_Deine Aufgabe_: Gib aus dem Text über die Story von Dishonored 2 die Stelle von „Allerdings fällt bei“ bis einschließlich „dynamischeres Erzähltempo gewünscht.“ wortgetreu wieder.

_Seitenauszug_:
Eine fast perfekte Erzählung
Zur Umsetzung der Story setzen die Macher wie gehabt auf eine Mischung aus überraschenden Wendungen und jeder Menge Mystery, die in einem viktorianischen Steampunk-Setting angesiedelt sind. An fast jeder Ecke der Erzählung lauern Alchemie, Magie und Metaphysik, aber auch eine faschistisch anmutende Ideologie der Gegner sowie jede Menge abgefahrener Maschinen. Hinzu kommt ein rudimentäre Fraktionensystem, was zumindest mit dem Hauch von Entscheidungen einhergeht. Dieser Mix funktioniert im Prinzip hervorragend, sodass wir an dieser Stelle nur einen subjektiven Einwand haben: Etwas weniger alchemistisches Raunen hätte dem Titel unserer Meinung nach nicht geschadet.
Abseits davon lässt sich zur Story sagen, dass sie den Spieler locker bei der Stange hält. Das liegt auch daran, dass die Unterscheidung zwischen Gut und Böse nicht völlig klar ist. So scheint Emilys Tante nicht ganz illegitime Beweggründe für ihr Handeln zu haben.
Allerdings fällt bei strenger Betrachtung auf, dass Dishonored 2 bei der inhaltlichen Führung auch Defizite hat. Warum genau wartet nach dem Putsch am Hafen von Dunwall zufällig eine Kapitänin auf uns, die uns rettet und fortan eine wichtige Person ist? Warum fällt es der Fraktion der Antagonisten eigentlich so leicht, die Herrscherin von Dunwall zu entmachten? Warum verpfeifft uns der Gegenspieler von Meistererfinder Sokolov nicht, als wir vor seinem Anwesen auftauchen?
Bei diesen und ähnlichen Fragen handelt es sich um Kleinigkeiten, die der insgesamt sehr guten Story nicht viel anhaben können. Zur Perfektion hätten wir uns aber etwas mehr kittende, erklären Inhalte und ein etwas dynamischeres Erzähltempo gewünscht.

_Datenteil_:
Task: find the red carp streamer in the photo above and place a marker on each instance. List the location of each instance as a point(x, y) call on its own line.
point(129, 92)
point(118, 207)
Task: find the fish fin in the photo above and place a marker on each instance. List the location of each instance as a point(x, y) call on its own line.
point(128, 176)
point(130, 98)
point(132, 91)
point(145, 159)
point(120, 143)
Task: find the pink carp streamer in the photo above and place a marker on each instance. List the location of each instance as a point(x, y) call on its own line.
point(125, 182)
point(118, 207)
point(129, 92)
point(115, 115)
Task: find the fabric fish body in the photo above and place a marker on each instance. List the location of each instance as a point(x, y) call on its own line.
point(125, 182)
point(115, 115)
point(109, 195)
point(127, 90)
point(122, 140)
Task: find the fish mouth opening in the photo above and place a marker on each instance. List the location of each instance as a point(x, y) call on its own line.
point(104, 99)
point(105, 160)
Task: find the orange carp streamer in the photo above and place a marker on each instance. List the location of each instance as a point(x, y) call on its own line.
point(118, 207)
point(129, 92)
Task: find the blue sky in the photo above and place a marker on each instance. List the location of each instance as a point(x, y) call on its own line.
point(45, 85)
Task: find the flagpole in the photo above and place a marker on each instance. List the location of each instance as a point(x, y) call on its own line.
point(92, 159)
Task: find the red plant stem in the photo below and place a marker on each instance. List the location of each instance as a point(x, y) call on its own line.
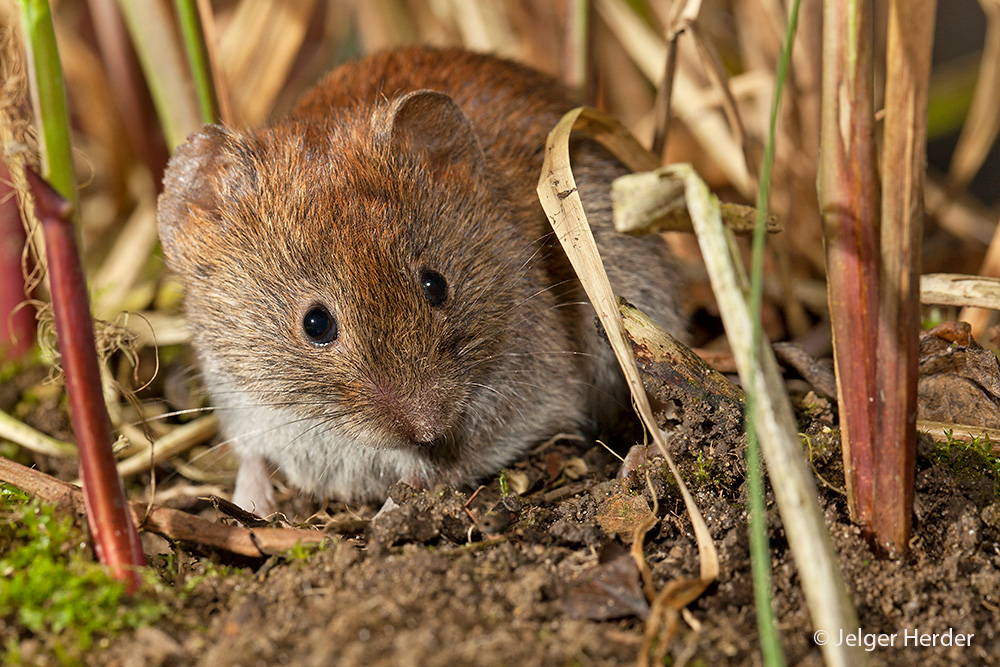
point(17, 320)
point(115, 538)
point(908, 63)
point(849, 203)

* * *

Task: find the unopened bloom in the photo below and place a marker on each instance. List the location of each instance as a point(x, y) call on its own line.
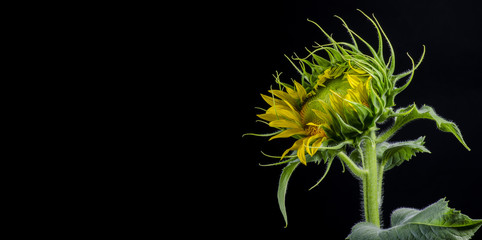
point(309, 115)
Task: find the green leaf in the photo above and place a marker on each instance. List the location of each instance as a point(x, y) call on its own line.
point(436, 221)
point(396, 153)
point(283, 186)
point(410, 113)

---

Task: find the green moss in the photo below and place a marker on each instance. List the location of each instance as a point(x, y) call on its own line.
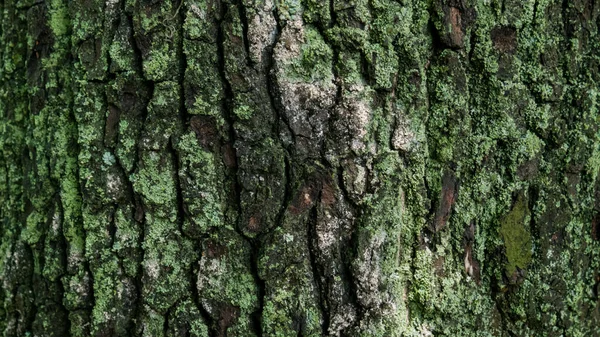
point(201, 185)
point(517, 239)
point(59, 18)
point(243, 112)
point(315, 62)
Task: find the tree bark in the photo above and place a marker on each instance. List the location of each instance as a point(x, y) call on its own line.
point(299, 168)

_Lösung der Aufgabe_:
Allerdings fällt bei strenger Betrachtung auf, dass Dishonored 2 bei der inhaltlichen Führung auch Defizite hat. Warum genau wartet nach dem Putsch am Hafen von Dunwall zufällig eine Kapitänin auf uns, die uns rettet und fortan eine wichtige Person ist? Warum fällt es der Fraktion der Antagonisten eigentlich so leicht, die Herrscherin von Dunwall zu entmachten? Warum verpfeifft uns der Gegenspieler von Meistererfinder Sokolov nicht, als wir vor seinem Anwesen auftauchen?
Bei diesen und ähnlichen Fragen handelt es sich um Kleinigkeiten, die der insgesamt sehr guten Story nicht viel anhaben können. Zur Perfektion hätten wir uns aber etwas mehr kittende, erklären Inhalte und ein etwas dynamischeres Erzähltempo gewünscht.